─── TEKS HALAMAN

Universitas Airlangga Official Website

Kaum Muda dan Sikap terhadap Demokrasi

Ilustrasi oleh kontenPedia.com

Pelembagaan ajaran dan praktik demokrasi di Indonesia rupanya masih memerlukan waktu yang panjang. Tesis seperti ini berangkat dari pengamatan penulis saat berinteraksi dengan kawan-kawan muda di mana masih banyak di antara mereka yang memiliki sikap prasangka bercampur sinis terhadap demokrasi. Munculnya sikap prasangka bercampur sinis itu didasarkan pada anggapan bahwa sistem demokrasi datang dari Barat dan karenanya tidak sepenuhnya sesuai dengan kebudayaan dunia Timur, termasuk Indonesia.

Namun, tindakan mempersoalkan asal demokrasi seperti itu sungguh tak sebanding apabila melihat manfaat yang telah diberikan oleh sistem demokrasi bagi peradaban global, terlebih khusus dalam soal mendorong perdamaian dan persaudaraan antara bangsa-bangsa. Dalam konteks itu, tulisan ini hendak mengulas sejarah, makna, dan perkembangan demokrasi. Melalui itu, diharapkan bangsa ini, terlebih khusus kaum muda, akan menerima demokrasi yang didasari oleh sikap percaya terhadapnya.

Sejarah dan perluasan makna demokrasi

Demokrasi adalah sebuah ajaran dan praktik yang pada awalnya berkembang di Yunani pada abad V SM. Secara etimologis, demokrasi berasal dari dua kata mandiri dalam bahasa Yunani yakni demos yang berarti rakyat dan kratos/kratein yang berarti kekuasaan/memerintah. Jadi, secara etimologis, demokrasi adalah bentuk kekuasaan dari rakyat (Budiardjo, 2010:105). Berdasarkan pengertian etimologis ini pula, terlihat bahwa pada awal perkembangannya, istilah demokrasi hanya merujuk pada sumber kekuasaan yaitu kekuasaan dari rakyat.

──────

**KUMPULAN LATIHAN:**
[a] Tuliskan kembali secara persis bagian teks tentang kaum muda dan demokrasi, dimulai dari "Namun, tindakan mempersoalkan" dan diakhiri dengan "sikap percaya terhadapnya.".
[b] Temukan setiap baris dalam catatan yang memuat kata "front", lalu salin baris-baris itu.
Catatan berikut sama sekali tidak berkaitan dengan teks tentang kaum muda dan demokrasi.

─── DATA HASIL EKSTRAKSI

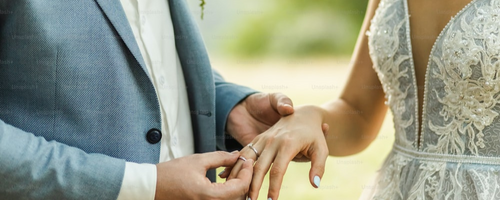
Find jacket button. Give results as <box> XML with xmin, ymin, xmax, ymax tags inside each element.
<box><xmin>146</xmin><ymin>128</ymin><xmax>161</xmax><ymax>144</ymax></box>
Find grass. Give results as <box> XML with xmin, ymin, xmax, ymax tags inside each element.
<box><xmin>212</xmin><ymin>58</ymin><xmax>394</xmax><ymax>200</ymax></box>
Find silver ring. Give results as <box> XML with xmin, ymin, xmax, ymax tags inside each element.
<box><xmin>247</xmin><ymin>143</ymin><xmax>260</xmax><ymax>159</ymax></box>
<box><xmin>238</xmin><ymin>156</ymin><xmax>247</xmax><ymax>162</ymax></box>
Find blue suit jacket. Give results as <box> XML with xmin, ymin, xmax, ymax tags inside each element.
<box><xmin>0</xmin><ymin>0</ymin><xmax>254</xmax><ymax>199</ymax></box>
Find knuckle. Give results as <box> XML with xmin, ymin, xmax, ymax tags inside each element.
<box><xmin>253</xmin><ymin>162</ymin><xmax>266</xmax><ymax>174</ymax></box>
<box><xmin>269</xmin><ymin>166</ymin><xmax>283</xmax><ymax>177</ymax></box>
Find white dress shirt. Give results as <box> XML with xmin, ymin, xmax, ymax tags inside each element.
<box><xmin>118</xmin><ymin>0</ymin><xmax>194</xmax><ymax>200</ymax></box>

──────
─── DATA HASIL EKSTRAKSI

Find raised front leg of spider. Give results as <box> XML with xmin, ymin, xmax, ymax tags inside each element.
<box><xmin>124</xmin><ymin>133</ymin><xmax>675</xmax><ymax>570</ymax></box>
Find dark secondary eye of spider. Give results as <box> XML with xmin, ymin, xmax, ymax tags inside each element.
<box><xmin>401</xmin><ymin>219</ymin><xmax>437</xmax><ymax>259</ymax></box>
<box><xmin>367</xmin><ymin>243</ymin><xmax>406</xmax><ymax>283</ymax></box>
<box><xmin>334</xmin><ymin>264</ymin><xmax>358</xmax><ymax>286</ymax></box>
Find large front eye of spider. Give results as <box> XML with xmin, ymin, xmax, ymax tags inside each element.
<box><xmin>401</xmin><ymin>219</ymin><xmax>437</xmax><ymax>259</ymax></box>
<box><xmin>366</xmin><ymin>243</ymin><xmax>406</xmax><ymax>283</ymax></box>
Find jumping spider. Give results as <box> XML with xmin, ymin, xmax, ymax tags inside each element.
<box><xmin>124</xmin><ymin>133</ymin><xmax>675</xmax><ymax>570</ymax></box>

──────
─── DATA HASIL EKSTRAKSI

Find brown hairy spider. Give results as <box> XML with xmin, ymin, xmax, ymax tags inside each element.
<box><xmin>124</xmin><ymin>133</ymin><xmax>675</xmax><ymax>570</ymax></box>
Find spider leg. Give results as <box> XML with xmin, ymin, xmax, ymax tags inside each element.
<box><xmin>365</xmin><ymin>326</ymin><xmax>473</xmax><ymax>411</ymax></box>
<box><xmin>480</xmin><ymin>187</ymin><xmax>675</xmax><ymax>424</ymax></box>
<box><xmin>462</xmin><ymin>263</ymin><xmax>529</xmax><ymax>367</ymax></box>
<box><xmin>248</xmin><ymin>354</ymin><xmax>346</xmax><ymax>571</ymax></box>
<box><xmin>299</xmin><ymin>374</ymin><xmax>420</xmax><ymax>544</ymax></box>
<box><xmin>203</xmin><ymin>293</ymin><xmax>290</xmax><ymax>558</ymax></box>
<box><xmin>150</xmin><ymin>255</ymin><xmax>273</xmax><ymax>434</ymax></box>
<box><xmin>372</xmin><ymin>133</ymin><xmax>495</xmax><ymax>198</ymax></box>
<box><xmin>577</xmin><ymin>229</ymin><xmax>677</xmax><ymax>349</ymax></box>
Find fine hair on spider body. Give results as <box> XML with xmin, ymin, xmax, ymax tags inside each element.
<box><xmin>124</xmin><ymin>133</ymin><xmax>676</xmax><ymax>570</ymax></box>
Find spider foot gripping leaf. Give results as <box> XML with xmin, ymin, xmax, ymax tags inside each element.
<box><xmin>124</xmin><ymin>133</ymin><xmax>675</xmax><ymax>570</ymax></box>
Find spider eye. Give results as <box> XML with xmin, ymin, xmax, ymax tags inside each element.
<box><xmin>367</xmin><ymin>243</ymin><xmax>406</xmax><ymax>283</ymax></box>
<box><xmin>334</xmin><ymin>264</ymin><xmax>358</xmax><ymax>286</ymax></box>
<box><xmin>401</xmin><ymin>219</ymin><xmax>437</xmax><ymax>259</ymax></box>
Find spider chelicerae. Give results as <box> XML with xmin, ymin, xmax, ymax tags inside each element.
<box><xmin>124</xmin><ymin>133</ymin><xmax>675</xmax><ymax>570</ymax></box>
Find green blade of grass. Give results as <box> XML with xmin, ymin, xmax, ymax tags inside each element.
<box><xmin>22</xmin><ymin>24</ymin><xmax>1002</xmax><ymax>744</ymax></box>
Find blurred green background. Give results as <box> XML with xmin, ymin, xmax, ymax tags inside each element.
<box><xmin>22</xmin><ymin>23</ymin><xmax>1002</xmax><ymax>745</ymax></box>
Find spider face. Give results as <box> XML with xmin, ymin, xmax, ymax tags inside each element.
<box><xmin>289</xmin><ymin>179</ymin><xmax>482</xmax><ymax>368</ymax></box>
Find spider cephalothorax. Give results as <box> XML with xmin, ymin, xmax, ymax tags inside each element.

──────

**HASIL TUGAS:**
[a]
Namun, tindakan mempersoalkan asal demokrasi seperti itu sungguh tak sebanding apabila melihat manfaat yang telah diberikan oleh sistem demokrasi bagi peradaban global, terlebih khusus dalam soal mendorong perdamaian dan persaudaraan antara bangsa-bangsa. Dalam konteks itu, tulisan ini hendak mengulas sejarah, makna, dan perkembangan demokrasi. Melalui itu, diharapkan bangsa ini, terlebih khusus kaum muda, akan menerima demokrasi yang didasari oleh sikap percaya terhadapnya.

[b]
Find raised front leg of spider. Give results as <box> XML with xmin, ymin, xmax, ymax tags inside each element.
Find large front eye of spider. Give results as <box> XML with xmin, ymin, xmax, ymax tags inside each element.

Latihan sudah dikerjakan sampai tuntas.